Exercise details - In the entries below, the lines from the one with "Where can the view" through the one with "Where can the eyelash" are to be copied exactly; both ends count.

Material for the task -
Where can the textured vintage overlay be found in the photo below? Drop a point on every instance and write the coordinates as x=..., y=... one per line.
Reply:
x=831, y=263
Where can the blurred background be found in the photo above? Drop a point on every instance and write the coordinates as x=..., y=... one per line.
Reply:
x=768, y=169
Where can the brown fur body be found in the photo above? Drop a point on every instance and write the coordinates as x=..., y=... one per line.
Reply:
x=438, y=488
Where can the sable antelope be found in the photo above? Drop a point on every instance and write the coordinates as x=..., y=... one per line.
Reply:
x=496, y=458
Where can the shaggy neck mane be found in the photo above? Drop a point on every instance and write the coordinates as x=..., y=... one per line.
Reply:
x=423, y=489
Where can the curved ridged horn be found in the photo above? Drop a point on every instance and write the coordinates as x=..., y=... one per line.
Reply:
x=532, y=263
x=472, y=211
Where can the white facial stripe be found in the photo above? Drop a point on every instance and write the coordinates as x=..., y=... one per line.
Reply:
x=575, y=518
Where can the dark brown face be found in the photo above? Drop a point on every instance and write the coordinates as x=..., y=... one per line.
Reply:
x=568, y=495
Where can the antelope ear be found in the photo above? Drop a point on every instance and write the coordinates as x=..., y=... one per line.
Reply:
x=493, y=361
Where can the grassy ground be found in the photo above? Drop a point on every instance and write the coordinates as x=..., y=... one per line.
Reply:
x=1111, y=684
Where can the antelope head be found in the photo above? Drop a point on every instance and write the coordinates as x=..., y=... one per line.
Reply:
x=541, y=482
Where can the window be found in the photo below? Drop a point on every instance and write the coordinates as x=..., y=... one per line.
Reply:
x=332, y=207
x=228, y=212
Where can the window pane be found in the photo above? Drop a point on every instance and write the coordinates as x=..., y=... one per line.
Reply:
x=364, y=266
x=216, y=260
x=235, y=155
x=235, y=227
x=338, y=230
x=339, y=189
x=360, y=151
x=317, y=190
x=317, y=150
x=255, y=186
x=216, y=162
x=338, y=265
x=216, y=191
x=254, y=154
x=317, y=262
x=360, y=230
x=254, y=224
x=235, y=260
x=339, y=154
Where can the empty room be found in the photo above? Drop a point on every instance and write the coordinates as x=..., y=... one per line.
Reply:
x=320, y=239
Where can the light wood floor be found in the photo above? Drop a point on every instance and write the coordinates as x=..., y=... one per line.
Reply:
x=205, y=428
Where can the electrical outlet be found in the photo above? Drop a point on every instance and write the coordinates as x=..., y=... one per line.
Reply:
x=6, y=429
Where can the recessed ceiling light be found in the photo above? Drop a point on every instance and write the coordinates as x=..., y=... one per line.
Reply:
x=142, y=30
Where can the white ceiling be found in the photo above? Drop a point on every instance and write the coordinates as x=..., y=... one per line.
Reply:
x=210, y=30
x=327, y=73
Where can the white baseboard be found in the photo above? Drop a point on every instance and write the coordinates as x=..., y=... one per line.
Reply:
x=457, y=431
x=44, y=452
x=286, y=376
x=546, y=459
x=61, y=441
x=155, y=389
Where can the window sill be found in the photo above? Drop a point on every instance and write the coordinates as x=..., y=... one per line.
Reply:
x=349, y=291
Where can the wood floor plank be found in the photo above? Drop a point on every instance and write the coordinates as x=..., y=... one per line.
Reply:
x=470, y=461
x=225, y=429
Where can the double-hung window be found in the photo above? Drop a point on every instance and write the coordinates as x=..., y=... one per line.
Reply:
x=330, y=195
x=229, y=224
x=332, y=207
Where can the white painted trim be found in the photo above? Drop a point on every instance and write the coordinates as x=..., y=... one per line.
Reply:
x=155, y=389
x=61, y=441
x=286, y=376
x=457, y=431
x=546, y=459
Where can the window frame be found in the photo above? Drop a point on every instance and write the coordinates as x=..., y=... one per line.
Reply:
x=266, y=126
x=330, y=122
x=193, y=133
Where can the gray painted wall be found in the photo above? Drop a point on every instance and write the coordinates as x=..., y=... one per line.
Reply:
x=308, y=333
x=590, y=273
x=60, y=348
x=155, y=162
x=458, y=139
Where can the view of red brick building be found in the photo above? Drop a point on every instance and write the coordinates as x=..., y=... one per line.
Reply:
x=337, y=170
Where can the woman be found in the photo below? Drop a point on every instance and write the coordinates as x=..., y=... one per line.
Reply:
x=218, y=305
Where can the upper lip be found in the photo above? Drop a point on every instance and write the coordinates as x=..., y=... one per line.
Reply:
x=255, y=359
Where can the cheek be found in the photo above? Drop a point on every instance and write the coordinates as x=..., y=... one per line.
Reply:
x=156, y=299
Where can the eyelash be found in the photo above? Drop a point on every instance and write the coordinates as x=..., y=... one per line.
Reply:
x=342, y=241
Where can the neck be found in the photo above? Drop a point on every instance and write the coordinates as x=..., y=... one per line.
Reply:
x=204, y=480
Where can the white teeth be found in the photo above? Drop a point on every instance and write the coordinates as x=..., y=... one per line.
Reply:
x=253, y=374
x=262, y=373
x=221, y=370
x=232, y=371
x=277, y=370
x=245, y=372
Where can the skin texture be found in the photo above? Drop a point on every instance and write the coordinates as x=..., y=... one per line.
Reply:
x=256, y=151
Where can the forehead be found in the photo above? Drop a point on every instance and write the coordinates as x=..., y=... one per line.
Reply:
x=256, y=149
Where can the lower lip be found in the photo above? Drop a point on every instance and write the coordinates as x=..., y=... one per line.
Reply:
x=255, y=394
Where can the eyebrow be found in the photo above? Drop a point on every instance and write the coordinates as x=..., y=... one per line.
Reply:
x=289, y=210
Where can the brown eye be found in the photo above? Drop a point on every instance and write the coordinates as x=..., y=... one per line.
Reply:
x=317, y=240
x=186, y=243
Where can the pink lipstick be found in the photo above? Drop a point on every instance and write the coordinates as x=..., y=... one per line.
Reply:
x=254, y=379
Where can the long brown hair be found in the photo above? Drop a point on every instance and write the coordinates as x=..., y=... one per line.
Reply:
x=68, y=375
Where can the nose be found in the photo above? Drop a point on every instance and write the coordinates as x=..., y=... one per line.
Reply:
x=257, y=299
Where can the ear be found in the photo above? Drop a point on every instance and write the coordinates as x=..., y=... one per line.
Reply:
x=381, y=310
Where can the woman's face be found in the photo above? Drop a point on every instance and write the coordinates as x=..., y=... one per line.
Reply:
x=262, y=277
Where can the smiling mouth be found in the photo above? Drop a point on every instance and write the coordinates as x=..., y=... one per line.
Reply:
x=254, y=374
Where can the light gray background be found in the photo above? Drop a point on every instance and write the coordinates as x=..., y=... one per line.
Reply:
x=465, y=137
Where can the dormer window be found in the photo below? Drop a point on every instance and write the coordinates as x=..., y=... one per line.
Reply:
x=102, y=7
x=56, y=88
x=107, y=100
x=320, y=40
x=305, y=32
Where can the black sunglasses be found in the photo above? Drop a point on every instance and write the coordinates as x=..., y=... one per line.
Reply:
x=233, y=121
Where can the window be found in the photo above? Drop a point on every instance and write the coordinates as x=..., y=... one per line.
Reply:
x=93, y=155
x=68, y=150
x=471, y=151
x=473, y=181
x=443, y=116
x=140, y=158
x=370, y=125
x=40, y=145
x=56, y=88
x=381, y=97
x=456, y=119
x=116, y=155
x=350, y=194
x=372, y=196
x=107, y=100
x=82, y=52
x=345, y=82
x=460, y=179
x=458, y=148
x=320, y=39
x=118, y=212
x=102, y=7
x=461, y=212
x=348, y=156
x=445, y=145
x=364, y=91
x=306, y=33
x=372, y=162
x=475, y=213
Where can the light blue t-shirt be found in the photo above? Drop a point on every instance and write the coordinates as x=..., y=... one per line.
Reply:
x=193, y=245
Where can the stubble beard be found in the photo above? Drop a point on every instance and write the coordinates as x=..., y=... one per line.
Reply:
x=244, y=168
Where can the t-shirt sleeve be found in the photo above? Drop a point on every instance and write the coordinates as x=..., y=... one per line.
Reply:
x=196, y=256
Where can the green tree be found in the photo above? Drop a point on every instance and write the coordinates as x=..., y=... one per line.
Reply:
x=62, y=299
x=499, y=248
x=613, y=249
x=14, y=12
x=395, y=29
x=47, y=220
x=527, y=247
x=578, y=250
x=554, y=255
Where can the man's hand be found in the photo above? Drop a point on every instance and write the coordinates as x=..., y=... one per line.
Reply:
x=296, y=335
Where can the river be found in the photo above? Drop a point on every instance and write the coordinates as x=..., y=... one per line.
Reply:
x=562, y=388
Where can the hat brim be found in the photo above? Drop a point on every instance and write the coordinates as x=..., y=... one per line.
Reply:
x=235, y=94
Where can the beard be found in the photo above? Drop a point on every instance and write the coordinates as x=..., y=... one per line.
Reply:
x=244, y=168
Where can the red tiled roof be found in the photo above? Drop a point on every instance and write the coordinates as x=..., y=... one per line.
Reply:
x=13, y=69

Your solution -
Where can the view of red brick building be found in the photo above? Drop a point on every instance and write the coordinates as x=..., y=... one per line.
Reply:
x=337, y=170
Where can the woman be found in the photo below? Drop a point on every instance and write the coordinates as x=..., y=... one per line.
Reply:
x=218, y=305
Where can the upper lip be found in the photo above? Drop a point on every instance and write the coordinates as x=..., y=... one per line.
Reply:
x=255, y=359
Where can the cheek be found in the photo above? Drop a point on every instance and write the coordinates as x=..., y=... one per line.
Reply:
x=156, y=299
Where can the eyelash be found in the photo above? Drop a point on every instance and write the coordinates as x=..., y=... one per line.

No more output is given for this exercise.